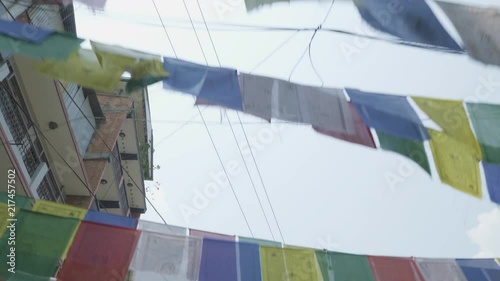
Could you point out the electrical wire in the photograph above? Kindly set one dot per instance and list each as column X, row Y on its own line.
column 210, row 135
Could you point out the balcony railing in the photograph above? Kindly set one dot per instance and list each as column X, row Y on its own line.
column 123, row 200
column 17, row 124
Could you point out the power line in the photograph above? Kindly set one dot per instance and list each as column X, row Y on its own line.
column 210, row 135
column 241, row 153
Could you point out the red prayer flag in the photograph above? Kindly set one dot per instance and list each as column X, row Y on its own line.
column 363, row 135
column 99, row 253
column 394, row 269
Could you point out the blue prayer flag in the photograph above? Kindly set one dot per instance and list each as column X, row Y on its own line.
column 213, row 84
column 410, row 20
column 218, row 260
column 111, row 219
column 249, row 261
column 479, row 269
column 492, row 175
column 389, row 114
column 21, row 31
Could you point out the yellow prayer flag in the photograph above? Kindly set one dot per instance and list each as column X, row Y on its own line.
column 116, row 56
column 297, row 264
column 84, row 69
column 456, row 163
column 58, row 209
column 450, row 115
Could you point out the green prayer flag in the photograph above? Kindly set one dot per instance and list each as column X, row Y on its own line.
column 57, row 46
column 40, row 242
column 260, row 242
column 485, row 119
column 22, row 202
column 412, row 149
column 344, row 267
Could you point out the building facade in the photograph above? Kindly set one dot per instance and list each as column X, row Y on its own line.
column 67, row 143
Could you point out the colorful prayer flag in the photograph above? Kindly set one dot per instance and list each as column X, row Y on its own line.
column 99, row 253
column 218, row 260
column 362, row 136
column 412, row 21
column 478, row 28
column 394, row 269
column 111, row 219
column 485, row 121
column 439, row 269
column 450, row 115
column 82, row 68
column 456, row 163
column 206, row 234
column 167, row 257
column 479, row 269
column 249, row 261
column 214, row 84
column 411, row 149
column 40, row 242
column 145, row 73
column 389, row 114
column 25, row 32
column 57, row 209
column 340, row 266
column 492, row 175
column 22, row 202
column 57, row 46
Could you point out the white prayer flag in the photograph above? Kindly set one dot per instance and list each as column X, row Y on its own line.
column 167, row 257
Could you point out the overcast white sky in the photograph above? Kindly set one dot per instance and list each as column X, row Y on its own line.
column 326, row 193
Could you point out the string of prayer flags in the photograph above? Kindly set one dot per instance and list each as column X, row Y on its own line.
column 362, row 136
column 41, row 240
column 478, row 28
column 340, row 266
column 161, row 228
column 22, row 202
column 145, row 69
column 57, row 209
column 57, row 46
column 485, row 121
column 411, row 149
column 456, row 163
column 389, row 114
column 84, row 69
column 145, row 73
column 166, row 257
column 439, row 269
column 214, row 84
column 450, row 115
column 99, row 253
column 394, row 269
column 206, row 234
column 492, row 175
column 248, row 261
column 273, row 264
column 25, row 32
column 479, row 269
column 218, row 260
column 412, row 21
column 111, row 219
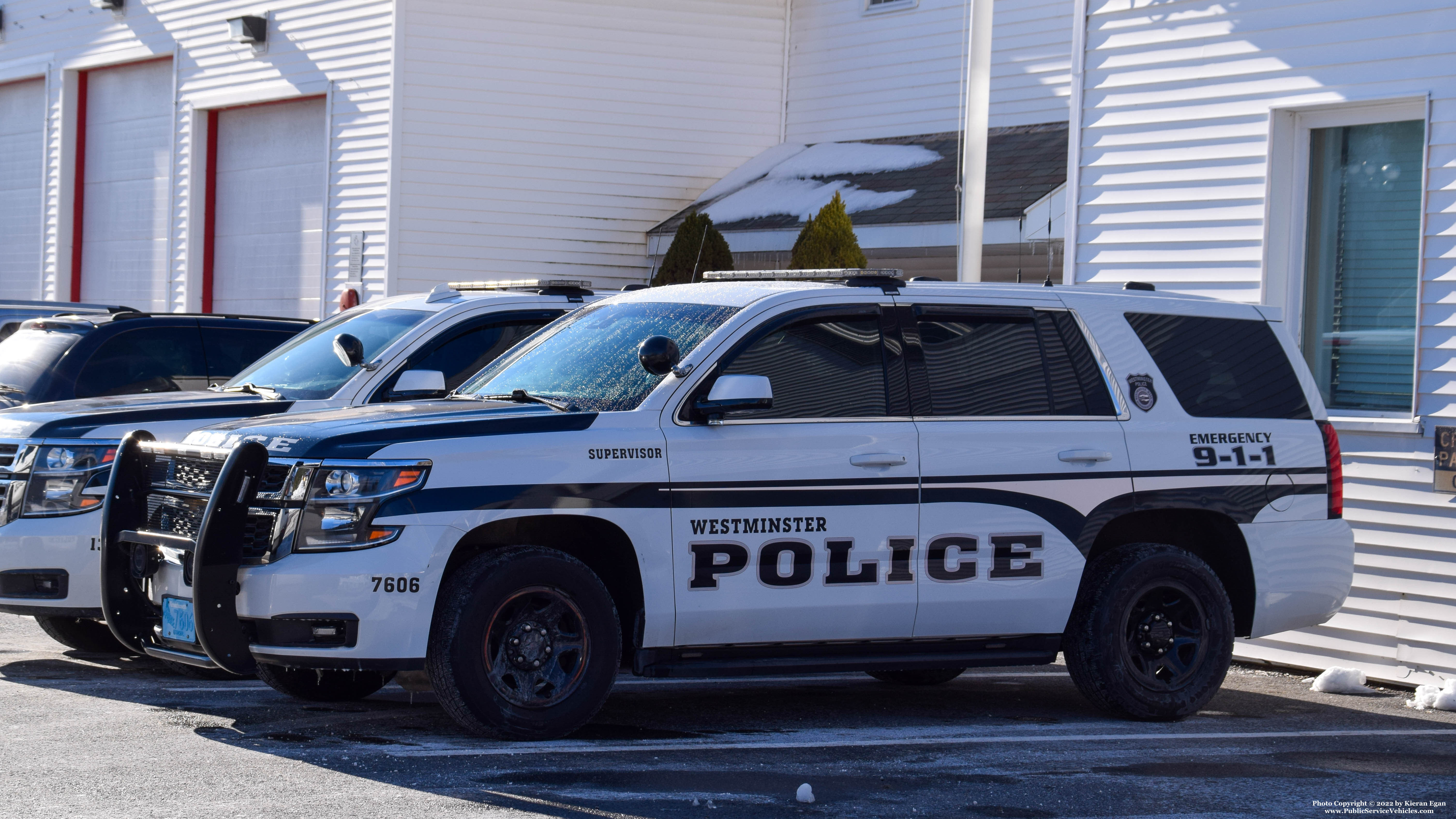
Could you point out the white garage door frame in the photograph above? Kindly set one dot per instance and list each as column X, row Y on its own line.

SET EXERCISE
Render all of the material above as a numbered list, skipping any blank lines and leaving out the pictures.

ANSWER TO THE EXERCISE
1. Could you point out the electrical wire in the photograph above? Kindly set one dot per instance and list each as column X, row Y on its own line.
2. column 210, row 135
3. Could you point out the balcony railing in the photograph above? Kindly set one dot per instance and list each as column X, row Y on its own line.
4. column 123, row 200
5. column 17, row 124
6. Could you point out the power line in the photograph above? Kindly set one dot per instance and list each as column X, row Y on its own line.
7. column 210, row 135
8. column 241, row 153
9. Could you point out the red prayer flag in the photograph above? Kindly set one dot per instance and list each as column X, row Y on its own line.
10. column 363, row 135
11. column 99, row 253
12. column 394, row 269
13. Could you point out the blue prayer flag in the photograph above? Kindly set one dot per instance and list each as column X, row Y on its own line.
14. column 213, row 84
15. column 410, row 20
16. column 218, row 260
17. column 111, row 219
18. column 249, row 261
19. column 479, row 269
20. column 492, row 175
21. column 389, row 114
22. column 21, row 31
23. Could you point out the yellow prayer flag in the photograph above? Kindly set one dot per instance and list each as column X, row Y on its own line.
24. column 116, row 56
25. column 297, row 264
26. column 84, row 69
27. column 456, row 163
28. column 58, row 209
29. column 450, row 115
30. Could you point out the green prayer flag in the photograph above? Kindly set one dot per instance and list each as column X, row Y on its own line.
31. column 57, row 46
32. column 40, row 242
33. column 260, row 242
34. column 485, row 119
35. column 22, row 202
36. column 412, row 149
37. column 344, row 267
38. Could you point out the building facade in the photograph above? Kindly set one dot per instance and list each as column X, row Y on its own line.
39. column 67, row 143
40. Could you point out the colorful prayer flag in the photograph above? Kindly set one dot per instance and list each as column X, row Y on its own line.
41. column 99, row 253
42. column 218, row 260
43. column 362, row 136
44. column 412, row 21
45. column 478, row 28
46. column 394, row 269
47. column 111, row 219
48. column 485, row 121
49. column 439, row 269
50. column 450, row 115
51. column 82, row 68
52. column 456, row 163
53. column 206, row 234
54. column 167, row 257
55. column 479, row 269
56. column 249, row 261
57. column 214, row 84
58. column 411, row 149
59. column 40, row 242
60. column 145, row 73
61. column 389, row 114
62. column 25, row 32
63. column 57, row 209
64. column 340, row 266
65. column 492, row 175
66. column 22, row 202
67. column 57, row 46
68. Could you point out the white prayer flag in the photograph above? Kindly set one dot per instance and list each as column X, row Y on its own line.
69. column 167, row 257
70. Could you point out the overcast white sky in the photograph above? Kindly set one dot per instance and list each as column X, row Y on its own line.
71. column 326, row 193
72. Could you point out the string of prayer flags in the photograph above? Kindly set one dot per instance and list each as column X, row Y on its own line.
73. column 362, row 136
74. column 41, row 240
75. column 478, row 28
76. column 340, row 266
77. column 161, row 228
78. column 22, row 202
79. column 145, row 69
80. column 57, row 209
81. column 57, row 46
82. column 485, row 121
83. column 411, row 149
84. column 456, row 163
85. column 389, row 114
86. column 84, row 69
87. column 145, row 73
88. column 166, row 257
89. column 439, row 269
90. column 214, row 84
91. column 450, row 115
92. column 99, row 253
93. column 394, row 269
94. column 206, row 234
95. column 492, row 175
96. column 248, row 261
97. column 273, row 264
98. column 25, row 32
99. column 479, row 269
100. column 218, row 260
101. column 412, row 21
102. column 111, row 219
103. Could you point out the white garage door frame in the photograph above? Kindly set one dot per instance and list each as column X, row Y on its own line.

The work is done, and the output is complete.